━━━━━ 提示本文 ━━━━━
ネットロアをめぐる冒険

ネットにちらばる都市伝説=ネットロアを、できるかぎり解決していきます。

ダイヤモンドプリンセスに乗船していた英国人は帰国を拒否されていない

こんな記事を目にしました。

 

英ガーディアンは19日、英政府が新型コロナウイルス感染問題で横浜港に停泊中のクルーズ船「ダイヤモンド・プリンセス」号から下船した英人乗客の帰国を拒否する可能性があると伝えた。

英政府、ダイヤモンド・プリンセス乗船の英国民の帰国を拒否:日経ビジネス電子版

 

結論から書けば、これは見出しの誤訳というか、意味のとりづらい日本語で、正確には、「勝手に下船をした場合、避難用の飛行機に乗ることは難しくなる」という外務省の声明であり、見出しにあるように、帰国が拒否されているわけではありません。以下、元記事などを引用しながら検証します。

 

イギリス外務省の声明

イギリスの外務省(FCO)は、プレスリリースとして、2月18日付で以下の声明を出しています。

 

"Given the conditions on board, we are working to organise a flight back to the UK for British nationals on the Diamond Princess as soon as possible.

Our staff are contacting British nationals on board to make the necessary arrangements. We urge all those who have not yet responded to get in touch immediately."

船内の状況を考慮し、我々はダイヤモンドプリンセスに乗船する英国民に対し、すみやかに帰国便を手配する手はずを整えています

省職員が必要な手配のために英国民に連絡をしています。まだ返事をしていない方は、速やかに連絡をとるようお願いいたします。

British nationals on the Diamond Princess: Foreign Office statement - GOV.UK

 

うん、めっちゃ帰国させたがっていますね。

 

ガーディアンの記事の後になるものの、2月20日付では、以下のように述べています。

 

”We’ve organised an evacuation flight for British nationals on board the Diamond Princess cruise ship to depart Tokyo on Friday.

”Details have been sent to those who have registered for the flight. We urge other British nationals still seeking to leave to contact us.

”We will continue to support British nationals who wish to stay in Japan.

金曜日に東京から出発するために、ダイヤモンドプリンセスに我々は避難用の飛行機を計画しています。

この飛行計画に登録した人には詳細を送っています。他の出発をしようとしている英国人に対しても連絡をするよう強く要請します。

我々は日本に留まりたい英国民に対し支援を続けます。

Diamond Princess evacuation flight organised: Foreign Secretary's statement - GOV.UK

 

第一便は金曜出発が確定しているようです。

 

英各紙の内容

では、ガーディアンを代表とした英紙はどのように伝えているのでしょうか。

 

2月19日付でガーディアンは「外務省はコロナウイルス感染のあるクルーズにいる英国人に船から離れないように伝えた(Foreign Office tells Britons not to leave cruise ship struck by coronavirus)」という見出しで伝えています。

 

Japanese authorities said those who had tested negative for the virus were allowed to leave on Wednesday, but the Foreign and Commonwealth Office (FCO) warned that passengers who disembark may not be allowed to board a British evacuation flight scheduled for later this week.
━━━━━
→ **設問内容**:
上記のダイヤモンド・プリンセス英国人乗客に関する記事のうち、「ガーディアンの記事の後になるものの、2月20日付では、以下のように述べています。」から「stay in Japan.」までの範囲を一字一句変えずに引用すること。
━━━━━ データ抜粋 ━━━━━
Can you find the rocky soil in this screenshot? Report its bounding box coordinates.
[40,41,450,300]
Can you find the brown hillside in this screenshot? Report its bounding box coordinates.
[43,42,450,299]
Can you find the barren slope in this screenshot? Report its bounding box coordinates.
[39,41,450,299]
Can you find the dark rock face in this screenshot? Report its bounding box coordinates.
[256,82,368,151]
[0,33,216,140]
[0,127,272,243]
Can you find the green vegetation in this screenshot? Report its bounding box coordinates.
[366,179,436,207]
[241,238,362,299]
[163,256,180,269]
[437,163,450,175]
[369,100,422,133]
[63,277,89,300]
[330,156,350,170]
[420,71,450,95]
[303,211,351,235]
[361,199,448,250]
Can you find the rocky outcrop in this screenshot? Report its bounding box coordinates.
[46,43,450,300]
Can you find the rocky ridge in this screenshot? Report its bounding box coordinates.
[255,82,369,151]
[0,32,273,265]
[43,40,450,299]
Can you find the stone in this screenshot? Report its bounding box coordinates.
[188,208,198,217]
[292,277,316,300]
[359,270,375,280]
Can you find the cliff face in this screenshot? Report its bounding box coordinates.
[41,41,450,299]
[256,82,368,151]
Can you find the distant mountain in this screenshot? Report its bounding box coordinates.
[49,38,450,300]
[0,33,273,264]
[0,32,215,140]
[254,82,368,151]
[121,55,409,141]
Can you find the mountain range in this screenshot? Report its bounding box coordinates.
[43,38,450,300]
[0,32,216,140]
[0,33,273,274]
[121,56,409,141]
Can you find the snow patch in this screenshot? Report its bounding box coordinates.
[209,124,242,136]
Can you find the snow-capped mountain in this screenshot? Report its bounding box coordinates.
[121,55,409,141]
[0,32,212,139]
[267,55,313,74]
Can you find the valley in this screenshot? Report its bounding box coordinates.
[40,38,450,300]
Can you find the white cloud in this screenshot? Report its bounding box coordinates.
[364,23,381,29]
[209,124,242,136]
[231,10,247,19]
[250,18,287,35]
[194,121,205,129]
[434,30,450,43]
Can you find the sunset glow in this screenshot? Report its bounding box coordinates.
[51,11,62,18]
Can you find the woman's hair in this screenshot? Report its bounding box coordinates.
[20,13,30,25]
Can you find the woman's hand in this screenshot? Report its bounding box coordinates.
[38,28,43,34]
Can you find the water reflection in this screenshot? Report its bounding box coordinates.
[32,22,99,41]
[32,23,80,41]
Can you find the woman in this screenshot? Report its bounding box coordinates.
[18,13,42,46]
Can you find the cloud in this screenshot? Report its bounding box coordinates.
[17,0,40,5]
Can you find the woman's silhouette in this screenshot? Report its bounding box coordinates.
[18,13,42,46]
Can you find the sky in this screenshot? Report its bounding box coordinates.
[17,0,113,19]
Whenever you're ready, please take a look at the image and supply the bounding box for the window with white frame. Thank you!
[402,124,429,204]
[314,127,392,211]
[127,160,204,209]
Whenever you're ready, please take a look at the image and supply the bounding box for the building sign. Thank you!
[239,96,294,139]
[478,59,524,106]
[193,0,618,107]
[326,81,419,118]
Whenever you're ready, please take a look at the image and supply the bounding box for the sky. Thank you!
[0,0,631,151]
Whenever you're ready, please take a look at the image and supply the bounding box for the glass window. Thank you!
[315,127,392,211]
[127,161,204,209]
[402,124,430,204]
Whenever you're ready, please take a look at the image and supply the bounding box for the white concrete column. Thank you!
━━━━━
→ **回答出力**:
ガーディアンの記事の後になるものの、2月20日付では、以下のように述べています。

 

”We’ve organised an evacuation flight for British nationals on board the Diamond Princess cruise ship to depart Tokyo on Friday.

”Details have been sent to those who have registered for the flight. We urge other British nationals still seeking to leave to contact us.

”We will continue to support British nationals who wish to stay in Japan.